[Exercise requirements]:
Begin at the line containing "TARGET: green foliage" and copy exactly through the last line of the listing, skipping every picture.

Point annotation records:
____

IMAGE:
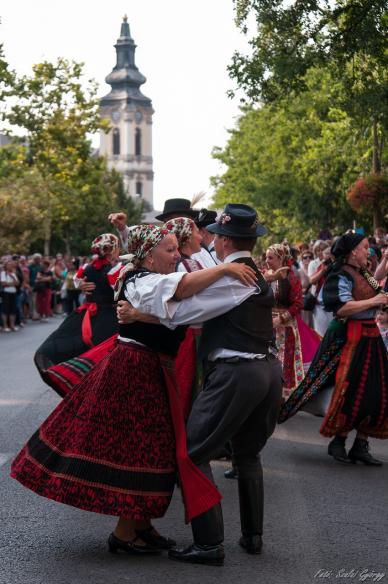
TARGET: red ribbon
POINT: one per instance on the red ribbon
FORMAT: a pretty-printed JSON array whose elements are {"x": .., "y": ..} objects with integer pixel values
[{"x": 90, "y": 310}]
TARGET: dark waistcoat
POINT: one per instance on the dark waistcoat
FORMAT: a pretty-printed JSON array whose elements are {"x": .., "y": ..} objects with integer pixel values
[
  {"x": 246, "y": 328},
  {"x": 154, "y": 336},
  {"x": 103, "y": 293}
]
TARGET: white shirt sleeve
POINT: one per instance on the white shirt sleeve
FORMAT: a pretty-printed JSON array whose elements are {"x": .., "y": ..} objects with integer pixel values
[
  {"x": 216, "y": 299},
  {"x": 151, "y": 294}
]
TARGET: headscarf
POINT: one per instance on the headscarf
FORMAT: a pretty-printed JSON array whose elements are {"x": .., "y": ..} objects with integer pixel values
[
  {"x": 105, "y": 243},
  {"x": 345, "y": 244},
  {"x": 142, "y": 239},
  {"x": 182, "y": 227},
  {"x": 281, "y": 251}
]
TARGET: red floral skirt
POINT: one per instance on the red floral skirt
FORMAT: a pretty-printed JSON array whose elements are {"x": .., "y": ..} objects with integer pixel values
[
  {"x": 360, "y": 398},
  {"x": 109, "y": 446}
]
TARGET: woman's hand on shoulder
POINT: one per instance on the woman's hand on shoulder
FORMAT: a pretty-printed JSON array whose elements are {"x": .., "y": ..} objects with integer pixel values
[
  {"x": 242, "y": 272},
  {"x": 380, "y": 299}
]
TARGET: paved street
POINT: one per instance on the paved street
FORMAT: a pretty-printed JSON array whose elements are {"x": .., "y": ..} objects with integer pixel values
[{"x": 324, "y": 522}]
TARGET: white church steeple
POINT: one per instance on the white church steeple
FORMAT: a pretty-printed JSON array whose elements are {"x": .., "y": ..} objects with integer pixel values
[{"x": 128, "y": 145}]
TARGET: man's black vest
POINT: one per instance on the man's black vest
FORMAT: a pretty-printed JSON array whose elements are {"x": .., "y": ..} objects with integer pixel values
[
  {"x": 154, "y": 336},
  {"x": 246, "y": 328}
]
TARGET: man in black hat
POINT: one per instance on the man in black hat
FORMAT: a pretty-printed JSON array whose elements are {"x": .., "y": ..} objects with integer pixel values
[
  {"x": 241, "y": 395},
  {"x": 172, "y": 208},
  {"x": 207, "y": 256},
  {"x": 177, "y": 208}
]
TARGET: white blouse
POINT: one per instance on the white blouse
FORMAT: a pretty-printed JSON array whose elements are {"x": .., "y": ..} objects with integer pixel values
[{"x": 154, "y": 293}]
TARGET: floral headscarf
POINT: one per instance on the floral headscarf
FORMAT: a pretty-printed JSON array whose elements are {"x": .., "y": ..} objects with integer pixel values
[
  {"x": 281, "y": 251},
  {"x": 105, "y": 243},
  {"x": 182, "y": 227},
  {"x": 141, "y": 240}
]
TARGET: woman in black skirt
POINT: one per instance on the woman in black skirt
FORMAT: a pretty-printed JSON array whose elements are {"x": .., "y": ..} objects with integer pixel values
[
  {"x": 352, "y": 357},
  {"x": 95, "y": 320},
  {"x": 114, "y": 442}
]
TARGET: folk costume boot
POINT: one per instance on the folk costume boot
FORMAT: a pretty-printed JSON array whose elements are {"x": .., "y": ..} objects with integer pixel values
[
  {"x": 336, "y": 449},
  {"x": 251, "y": 498},
  {"x": 231, "y": 473},
  {"x": 208, "y": 532},
  {"x": 359, "y": 452}
]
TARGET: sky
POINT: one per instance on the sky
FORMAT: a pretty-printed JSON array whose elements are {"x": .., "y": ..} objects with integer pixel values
[{"x": 183, "y": 49}]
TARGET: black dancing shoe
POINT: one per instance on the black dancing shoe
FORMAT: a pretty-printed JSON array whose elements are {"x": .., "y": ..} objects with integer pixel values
[
  {"x": 359, "y": 452},
  {"x": 336, "y": 449},
  {"x": 130, "y": 547},
  {"x": 231, "y": 473},
  {"x": 199, "y": 554},
  {"x": 252, "y": 544},
  {"x": 154, "y": 539}
]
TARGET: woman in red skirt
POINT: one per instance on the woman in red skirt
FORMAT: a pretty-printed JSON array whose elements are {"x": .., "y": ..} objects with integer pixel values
[
  {"x": 352, "y": 357},
  {"x": 113, "y": 444}
]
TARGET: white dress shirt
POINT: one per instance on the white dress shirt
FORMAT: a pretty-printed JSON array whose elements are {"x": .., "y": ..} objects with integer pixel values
[{"x": 154, "y": 293}]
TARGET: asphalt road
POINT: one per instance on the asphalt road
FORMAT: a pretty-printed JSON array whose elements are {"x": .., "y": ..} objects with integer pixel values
[{"x": 324, "y": 522}]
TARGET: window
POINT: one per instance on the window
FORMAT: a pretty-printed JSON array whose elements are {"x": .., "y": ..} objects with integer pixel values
[
  {"x": 116, "y": 142},
  {"x": 138, "y": 142},
  {"x": 139, "y": 189}
]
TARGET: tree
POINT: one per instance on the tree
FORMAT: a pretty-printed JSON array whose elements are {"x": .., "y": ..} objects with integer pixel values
[
  {"x": 294, "y": 161},
  {"x": 346, "y": 37},
  {"x": 58, "y": 114}
]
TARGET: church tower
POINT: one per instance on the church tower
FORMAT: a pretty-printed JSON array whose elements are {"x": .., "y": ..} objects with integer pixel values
[{"x": 128, "y": 145}]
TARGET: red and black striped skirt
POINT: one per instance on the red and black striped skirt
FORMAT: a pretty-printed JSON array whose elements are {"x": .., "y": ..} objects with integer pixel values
[{"x": 109, "y": 446}]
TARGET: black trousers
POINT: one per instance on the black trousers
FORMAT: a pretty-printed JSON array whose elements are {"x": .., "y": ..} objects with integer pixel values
[{"x": 240, "y": 402}]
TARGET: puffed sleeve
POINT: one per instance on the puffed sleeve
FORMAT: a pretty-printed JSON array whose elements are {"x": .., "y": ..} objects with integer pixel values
[{"x": 152, "y": 293}]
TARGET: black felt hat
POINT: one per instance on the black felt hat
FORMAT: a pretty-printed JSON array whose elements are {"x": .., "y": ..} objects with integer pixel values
[
  {"x": 238, "y": 221},
  {"x": 205, "y": 218},
  {"x": 178, "y": 207}
]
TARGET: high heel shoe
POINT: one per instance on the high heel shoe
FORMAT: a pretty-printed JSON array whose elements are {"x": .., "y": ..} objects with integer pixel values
[
  {"x": 153, "y": 538},
  {"x": 130, "y": 547},
  {"x": 359, "y": 452}
]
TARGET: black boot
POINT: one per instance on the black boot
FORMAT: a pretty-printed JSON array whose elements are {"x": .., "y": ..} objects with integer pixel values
[
  {"x": 231, "y": 473},
  {"x": 359, "y": 452},
  {"x": 336, "y": 449},
  {"x": 208, "y": 533},
  {"x": 251, "y": 498}
]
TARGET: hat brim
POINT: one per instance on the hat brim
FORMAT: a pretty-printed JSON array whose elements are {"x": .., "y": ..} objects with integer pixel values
[
  {"x": 185, "y": 213},
  {"x": 220, "y": 229}
]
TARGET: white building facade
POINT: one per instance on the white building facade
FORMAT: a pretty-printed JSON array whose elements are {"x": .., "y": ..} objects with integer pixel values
[{"x": 128, "y": 145}]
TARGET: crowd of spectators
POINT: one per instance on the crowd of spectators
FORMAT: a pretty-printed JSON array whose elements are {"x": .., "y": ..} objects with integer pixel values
[{"x": 35, "y": 288}]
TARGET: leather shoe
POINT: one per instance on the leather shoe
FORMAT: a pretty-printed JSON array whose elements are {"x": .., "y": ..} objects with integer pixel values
[
  {"x": 359, "y": 452},
  {"x": 199, "y": 554},
  {"x": 130, "y": 547},
  {"x": 231, "y": 473},
  {"x": 154, "y": 539},
  {"x": 252, "y": 544}
]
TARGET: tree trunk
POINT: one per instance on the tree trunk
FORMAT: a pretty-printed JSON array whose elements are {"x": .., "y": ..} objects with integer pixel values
[{"x": 47, "y": 237}]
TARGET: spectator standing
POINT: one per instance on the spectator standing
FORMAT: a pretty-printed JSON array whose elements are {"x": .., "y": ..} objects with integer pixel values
[
  {"x": 43, "y": 290},
  {"x": 9, "y": 282},
  {"x": 34, "y": 267}
]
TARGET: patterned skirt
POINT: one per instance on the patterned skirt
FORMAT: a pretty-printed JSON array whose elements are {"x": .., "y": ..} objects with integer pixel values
[
  {"x": 297, "y": 344},
  {"x": 351, "y": 357},
  {"x": 109, "y": 446}
]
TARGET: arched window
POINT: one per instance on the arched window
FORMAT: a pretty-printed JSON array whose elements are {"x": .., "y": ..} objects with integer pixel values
[
  {"x": 137, "y": 142},
  {"x": 139, "y": 189},
  {"x": 116, "y": 142}
]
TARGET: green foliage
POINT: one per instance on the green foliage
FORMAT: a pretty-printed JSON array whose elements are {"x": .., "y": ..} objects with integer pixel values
[
  {"x": 294, "y": 161},
  {"x": 72, "y": 190}
]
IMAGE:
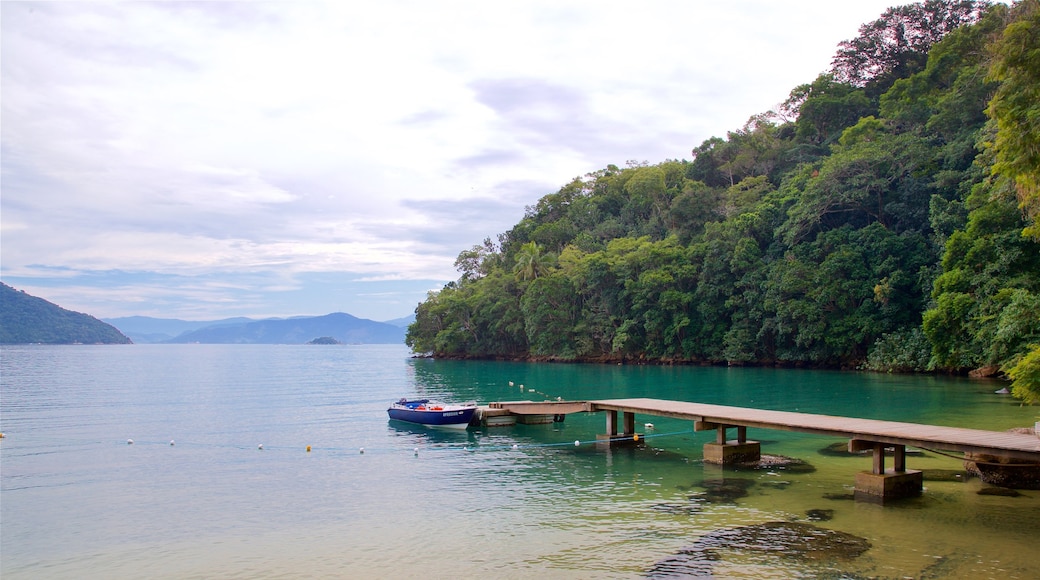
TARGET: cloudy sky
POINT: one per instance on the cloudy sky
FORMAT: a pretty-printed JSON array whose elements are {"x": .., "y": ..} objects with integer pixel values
[{"x": 202, "y": 160}]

____

[Full response]:
TARGET: green foliage
POINT: one per instance on the green foliage
FORMAT: a pretty-printed JSON array whose elements are {"x": .., "y": ..} objects with integer pixel values
[
  {"x": 294, "y": 161},
  {"x": 72, "y": 190}
]
IMAGE:
TARGET: cloudy sky
POINT: one per instance on the cloudy sky
FORMAT: a pretty-printed JSON array whose elements are {"x": .., "y": ..} objects with integer pixel values
[{"x": 202, "y": 160}]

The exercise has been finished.